■ **Extract to read**:
Are you using a tool other than ChatGPT? If so, check the full prompt that's being sent. It can sometimes kneecap the model.
Tools having slightly unsuitable built in prompts/context sometimes lead to the models saying weird stuff out of the blue, instead of it actually being a 'baked in' behavior of the model itself. Seen this happen for both Gemini 2.5 Pro and o3.
Davidzheng · 2h ago
I have this distinctive feeling that o3 tries to trick me intentionally when it can't solve a problem by cleverly hiding its mistakes. But I could be imagining it
int_19h · 1h ago
It's certainly the "laziest" model, in the sense that it seems to be the likeliest to avoid doing the actual work and generate "TBD" stubs instead.
square_usual · 2h ago
Are you using o3 on the official ChatGPT app or via API? I use it on the app and it performs very well, it's my go-to model for general purpose LLM use.
nomad_horse · 3h ago
Do I understand it correctly that OpenAI self-proclaimed that they got their gold, without the official IMO judges grading their solutions?
NitpickLawyer · 3h ago
Well, I don't doubt that they did get those results, but it is clear now that it was not an official collaboration. It was heavily implied in a statement by IMO's president a few days ago (the one where they said they'd prefer AI companies wait a week before announcing, so that the focus is first on the human competitors).
Goog had an official colab with IMO, and we can be sure they got those results under the imposed constraints (last year they allocated ~48h for silver IIRC) and an official grading by the IMO graders.

■ **What to do**: In the forum thread, how long did the IMO's president say AI companies should wait before announcing results?

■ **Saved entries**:
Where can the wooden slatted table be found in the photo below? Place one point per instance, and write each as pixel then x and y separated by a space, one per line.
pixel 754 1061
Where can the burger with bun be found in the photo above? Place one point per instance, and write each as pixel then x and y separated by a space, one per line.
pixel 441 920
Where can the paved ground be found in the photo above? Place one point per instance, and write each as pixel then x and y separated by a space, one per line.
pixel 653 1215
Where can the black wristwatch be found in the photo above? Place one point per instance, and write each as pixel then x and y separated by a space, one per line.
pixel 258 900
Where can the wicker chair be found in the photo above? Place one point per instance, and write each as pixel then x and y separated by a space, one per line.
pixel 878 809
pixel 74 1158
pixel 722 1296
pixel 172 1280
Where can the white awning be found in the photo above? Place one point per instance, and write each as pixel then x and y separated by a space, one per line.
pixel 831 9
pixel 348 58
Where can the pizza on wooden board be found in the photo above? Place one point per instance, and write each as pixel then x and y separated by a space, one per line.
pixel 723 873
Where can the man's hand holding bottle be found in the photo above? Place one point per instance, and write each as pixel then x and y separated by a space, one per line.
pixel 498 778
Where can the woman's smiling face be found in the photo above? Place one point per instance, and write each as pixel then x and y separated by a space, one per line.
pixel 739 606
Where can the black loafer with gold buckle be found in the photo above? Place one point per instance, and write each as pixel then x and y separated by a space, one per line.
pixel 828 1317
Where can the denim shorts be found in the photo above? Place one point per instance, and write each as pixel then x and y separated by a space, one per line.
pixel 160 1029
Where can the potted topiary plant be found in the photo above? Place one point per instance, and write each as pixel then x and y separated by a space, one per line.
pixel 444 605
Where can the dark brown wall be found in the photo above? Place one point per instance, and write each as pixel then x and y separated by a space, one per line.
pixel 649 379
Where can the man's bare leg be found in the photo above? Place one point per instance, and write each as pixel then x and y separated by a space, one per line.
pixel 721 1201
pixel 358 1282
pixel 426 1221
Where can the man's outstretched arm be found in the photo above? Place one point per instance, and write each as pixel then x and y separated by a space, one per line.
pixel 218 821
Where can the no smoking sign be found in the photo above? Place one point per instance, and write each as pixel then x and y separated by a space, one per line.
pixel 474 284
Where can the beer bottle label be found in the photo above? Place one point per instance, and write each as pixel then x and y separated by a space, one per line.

■ **Problem solution**: A week.